======== Document extract

CONTACT THE WRITER: 636-0234 or wayneh@gazette.com
PATRICK BULTEMA
Hometown:
Richvale, Calif.
Education:
Bachelor’s degree, California State University at Chico, 1981; master’s degree in divinity, Princeton University Theological Seminary, 1984
Position:
Partner, vSpring Capital, Salt Lake City
Previous jobs:
Associate pastor, University Presbyterian Church, Fresno, Calif.; author and director, Mike Murach & Associates (book publisher), Fresno, Calif.; chairman and general manager, Help Desk Institute, Colorado Springs; founder and chairman, Knowlix Corp., Salt Lake City; executive vice president and chief operating officer, Barnhill Management Group, Denver; co-chairman, Chinese Children Charities; president and chief executive, FrontRange Solutions Inc.; president and chief executive, XAware Inc.

================

** Stated goal **
Could you reproduce the Patrick Bultema profile word for word, from "CONTACT THE WRITER: 636-0234" up to and including "executive, XAware Inc."?

======== Records provided

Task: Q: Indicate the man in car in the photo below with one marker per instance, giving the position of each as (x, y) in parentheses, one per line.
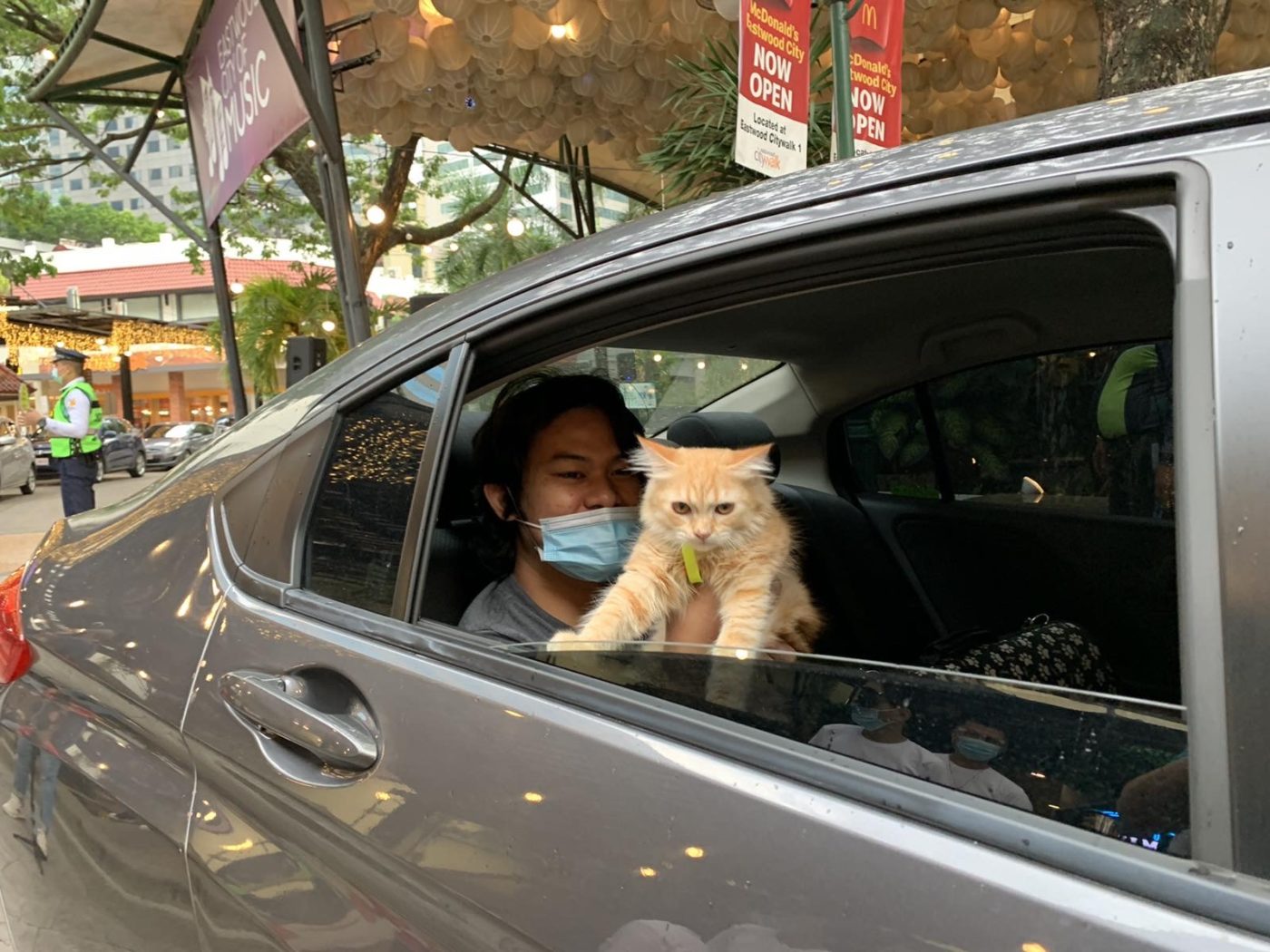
(876, 733)
(73, 441)
(974, 745)
(552, 446)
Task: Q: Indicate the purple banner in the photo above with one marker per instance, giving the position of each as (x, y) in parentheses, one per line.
(240, 95)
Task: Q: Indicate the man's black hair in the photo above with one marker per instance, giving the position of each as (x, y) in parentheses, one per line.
(523, 410)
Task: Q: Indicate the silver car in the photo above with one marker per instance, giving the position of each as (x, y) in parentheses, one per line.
(1019, 383)
(171, 443)
(16, 460)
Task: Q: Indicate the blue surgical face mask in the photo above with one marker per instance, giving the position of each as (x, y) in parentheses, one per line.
(592, 546)
(975, 749)
(867, 717)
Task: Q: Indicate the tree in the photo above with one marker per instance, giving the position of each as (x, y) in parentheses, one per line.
(270, 310)
(34, 216)
(1147, 44)
(489, 247)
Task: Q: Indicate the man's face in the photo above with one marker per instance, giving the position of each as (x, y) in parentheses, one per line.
(574, 465)
(981, 732)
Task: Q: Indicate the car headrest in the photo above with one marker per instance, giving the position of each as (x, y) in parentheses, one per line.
(726, 431)
(457, 497)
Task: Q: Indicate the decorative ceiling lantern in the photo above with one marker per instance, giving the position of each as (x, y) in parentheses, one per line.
(559, 13)
(584, 29)
(624, 86)
(1053, 19)
(581, 130)
(529, 32)
(505, 63)
(448, 47)
(574, 65)
(429, 13)
(390, 34)
(381, 92)
(651, 63)
(454, 9)
(536, 91)
(632, 28)
(489, 25)
(415, 69)
(399, 8)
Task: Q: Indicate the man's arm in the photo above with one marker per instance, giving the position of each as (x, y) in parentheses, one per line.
(78, 410)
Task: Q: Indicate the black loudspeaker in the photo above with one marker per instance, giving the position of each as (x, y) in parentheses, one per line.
(304, 357)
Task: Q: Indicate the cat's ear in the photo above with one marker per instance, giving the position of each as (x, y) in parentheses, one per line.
(653, 459)
(752, 461)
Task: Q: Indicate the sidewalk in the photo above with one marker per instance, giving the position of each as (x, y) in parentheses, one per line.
(15, 549)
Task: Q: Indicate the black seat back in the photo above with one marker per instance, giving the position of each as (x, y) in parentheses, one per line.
(454, 574)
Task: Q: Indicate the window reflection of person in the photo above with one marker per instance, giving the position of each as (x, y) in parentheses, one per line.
(554, 444)
(974, 745)
(876, 733)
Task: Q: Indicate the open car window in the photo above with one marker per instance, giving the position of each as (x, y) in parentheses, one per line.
(1102, 763)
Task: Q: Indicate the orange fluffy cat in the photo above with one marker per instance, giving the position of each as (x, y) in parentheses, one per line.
(720, 505)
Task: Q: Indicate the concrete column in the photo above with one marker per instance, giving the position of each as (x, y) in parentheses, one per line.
(177, 403)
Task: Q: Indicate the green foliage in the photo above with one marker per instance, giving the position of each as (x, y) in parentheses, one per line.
(270, 310)
(28, 215)
(486, 248)
(696, 154)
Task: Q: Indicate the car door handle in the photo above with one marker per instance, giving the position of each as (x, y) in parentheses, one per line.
(323, 716)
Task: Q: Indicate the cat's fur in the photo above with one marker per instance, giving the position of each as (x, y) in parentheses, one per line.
(746, 554)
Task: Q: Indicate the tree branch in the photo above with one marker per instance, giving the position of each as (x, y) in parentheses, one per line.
(412, 235)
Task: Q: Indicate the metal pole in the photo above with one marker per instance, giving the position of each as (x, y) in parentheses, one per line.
(225, 308)
(333, 180)
(840, 35)
(126, 389)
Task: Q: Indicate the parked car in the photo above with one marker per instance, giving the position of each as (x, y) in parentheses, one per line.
(16, 460)
(122, 451)
(171, 443)
(256, 665)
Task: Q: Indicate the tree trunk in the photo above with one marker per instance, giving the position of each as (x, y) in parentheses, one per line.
(1153, 44)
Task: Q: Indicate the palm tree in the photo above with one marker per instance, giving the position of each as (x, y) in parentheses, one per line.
(488, 247)
(270, 310)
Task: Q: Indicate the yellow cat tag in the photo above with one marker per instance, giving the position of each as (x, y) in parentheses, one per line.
(689, 564)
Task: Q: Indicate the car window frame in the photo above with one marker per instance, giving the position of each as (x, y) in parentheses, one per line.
(1241, 900)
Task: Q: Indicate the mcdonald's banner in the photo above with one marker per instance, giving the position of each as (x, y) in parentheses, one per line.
(876, 54)
(775, 73)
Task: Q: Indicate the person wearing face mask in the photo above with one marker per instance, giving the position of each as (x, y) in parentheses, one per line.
(876, 733)
(974, 746)
(559, 507)
(73, 431)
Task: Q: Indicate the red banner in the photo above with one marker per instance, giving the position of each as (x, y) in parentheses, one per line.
(876, 53)
(775, 73)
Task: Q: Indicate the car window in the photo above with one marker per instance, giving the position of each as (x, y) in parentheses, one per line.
(1088, 429)
(358, 520)
(659, 386)
(1111, 765)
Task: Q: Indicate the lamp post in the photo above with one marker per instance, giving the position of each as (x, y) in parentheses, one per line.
(840, 35)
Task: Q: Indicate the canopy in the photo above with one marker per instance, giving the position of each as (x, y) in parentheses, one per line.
(523, 73)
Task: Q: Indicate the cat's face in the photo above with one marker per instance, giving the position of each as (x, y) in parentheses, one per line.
(707, 498)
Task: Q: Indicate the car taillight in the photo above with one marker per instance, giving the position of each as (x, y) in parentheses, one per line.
(15, 647)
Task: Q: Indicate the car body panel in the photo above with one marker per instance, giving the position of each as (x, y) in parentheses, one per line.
(16, 457)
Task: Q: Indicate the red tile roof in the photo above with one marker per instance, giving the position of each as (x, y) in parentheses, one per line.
(10, 384)
(150, 279)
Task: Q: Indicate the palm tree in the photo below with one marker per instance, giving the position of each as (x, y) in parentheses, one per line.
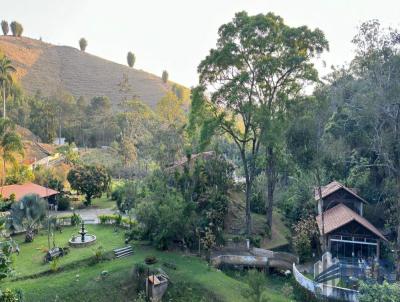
(5, 78)
(29, 213)
(10, 143)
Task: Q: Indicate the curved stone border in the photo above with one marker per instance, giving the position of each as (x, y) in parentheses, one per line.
(333, 292)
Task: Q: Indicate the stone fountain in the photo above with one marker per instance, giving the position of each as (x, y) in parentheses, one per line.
(83, 239)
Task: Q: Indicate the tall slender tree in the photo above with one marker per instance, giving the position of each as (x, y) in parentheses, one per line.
(10, 144)
(16, 29)
(131, 59)
(6, 69)
(82, 44)
(4, 27)
(164, 76)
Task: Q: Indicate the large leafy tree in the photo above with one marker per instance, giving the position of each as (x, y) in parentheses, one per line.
(29, 213)
(92, 181)
(259, 63)
(10, 144)
(377, 65)
(6, 70)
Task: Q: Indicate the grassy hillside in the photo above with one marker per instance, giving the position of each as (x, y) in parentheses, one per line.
(49, 68)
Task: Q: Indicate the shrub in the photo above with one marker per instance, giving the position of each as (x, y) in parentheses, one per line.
(255, 240)
(82, 44)
(134, 233)
(54, 265)
(150, 260)
(139, 273)
(11, 295)
(305, 232)
(63, 203)
(379, 292)
(98, 254)
(75, 219)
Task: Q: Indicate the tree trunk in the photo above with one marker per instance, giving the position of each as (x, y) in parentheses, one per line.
(248, 178)
(4, 100)
(248, 214)
(271, 183)
(29, 235)
(4, 172)
(397, 249)
(323, 243)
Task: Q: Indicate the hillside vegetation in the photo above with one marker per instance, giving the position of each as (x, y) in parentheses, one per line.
(50, 69)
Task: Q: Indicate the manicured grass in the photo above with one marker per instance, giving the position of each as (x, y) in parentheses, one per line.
(30, 260)
(85, 282)
(192, 280)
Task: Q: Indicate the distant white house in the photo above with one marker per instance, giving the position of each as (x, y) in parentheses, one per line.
(59, 141)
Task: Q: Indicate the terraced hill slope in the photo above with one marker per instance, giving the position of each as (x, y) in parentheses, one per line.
(49, 68)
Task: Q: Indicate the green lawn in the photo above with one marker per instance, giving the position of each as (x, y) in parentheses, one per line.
(30, 260)
(193, 279)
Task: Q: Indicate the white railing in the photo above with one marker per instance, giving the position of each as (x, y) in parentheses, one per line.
(339, 293)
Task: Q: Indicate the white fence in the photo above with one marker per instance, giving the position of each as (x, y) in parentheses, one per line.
(318, 289)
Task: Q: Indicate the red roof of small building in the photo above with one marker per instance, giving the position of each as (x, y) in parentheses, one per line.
(26, 189)
(341, 215)
(335, 186)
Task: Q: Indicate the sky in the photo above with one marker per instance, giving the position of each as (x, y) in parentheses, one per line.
(175, 35)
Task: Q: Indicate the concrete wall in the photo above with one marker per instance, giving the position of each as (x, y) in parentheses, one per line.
(339, 293)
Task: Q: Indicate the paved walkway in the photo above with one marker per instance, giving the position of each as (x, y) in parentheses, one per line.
(88, 215)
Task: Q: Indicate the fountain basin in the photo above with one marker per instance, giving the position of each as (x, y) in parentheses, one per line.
(76, 240)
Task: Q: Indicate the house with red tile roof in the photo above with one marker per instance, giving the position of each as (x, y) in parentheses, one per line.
(340, 220)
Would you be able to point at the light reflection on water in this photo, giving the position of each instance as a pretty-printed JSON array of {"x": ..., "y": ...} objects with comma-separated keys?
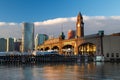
[{"x": 61, "y": 71}]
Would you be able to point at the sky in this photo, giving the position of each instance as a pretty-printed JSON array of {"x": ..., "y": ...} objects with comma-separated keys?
[{"x": 53, "y": 16}]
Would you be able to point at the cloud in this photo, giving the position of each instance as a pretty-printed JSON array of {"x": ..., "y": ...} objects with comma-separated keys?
[
  {"x": 92, "y": 24},
  {"x": 54, "y": 21}
]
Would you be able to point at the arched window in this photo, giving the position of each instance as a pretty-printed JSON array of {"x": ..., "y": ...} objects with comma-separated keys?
[{"x": 107, "y": 54}]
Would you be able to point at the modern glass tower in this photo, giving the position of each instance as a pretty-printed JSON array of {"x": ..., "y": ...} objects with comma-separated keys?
[{"x": 27, "y": 37}]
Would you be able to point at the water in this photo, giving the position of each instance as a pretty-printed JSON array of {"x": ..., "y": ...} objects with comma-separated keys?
[{"x": 61, "y": 71}]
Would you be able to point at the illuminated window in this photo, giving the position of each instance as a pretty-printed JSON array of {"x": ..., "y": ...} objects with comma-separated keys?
[
  {"x": 117, "y": 54},
  {"x": 112, "y": 55}
]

================

** Solution **
CONTACT THE WRITER: 636-0234 or wayneh@gazette.com
PATRICK BULTEMA
Hometown:
Richvale, Calif.
Education:
Bachelor’s degree, California State University at Chico, 1981; master’s degree in divinity, Princeton University Theological Seminary, 1984
Position:
Partner, vSpring Capital, Salt Lake City
Previous jobs:
Associate pastor, University Presbyterian Church, Fresno, Calif.; author and director, Mike Murach & Associates (book publisher), Fresno, Calif.; chairman and general manager, Help Desk Institute, Colorado Springs; founder and chairman, Knowlix Corp., Salt Lake City; executive vice president and chief operating officer, Barnhill Management Group, Denver; co-chairman, Chinese Children Charities; president and chief executive, FrontRange Solutions Inc.; president and chief executive, XAware Inc.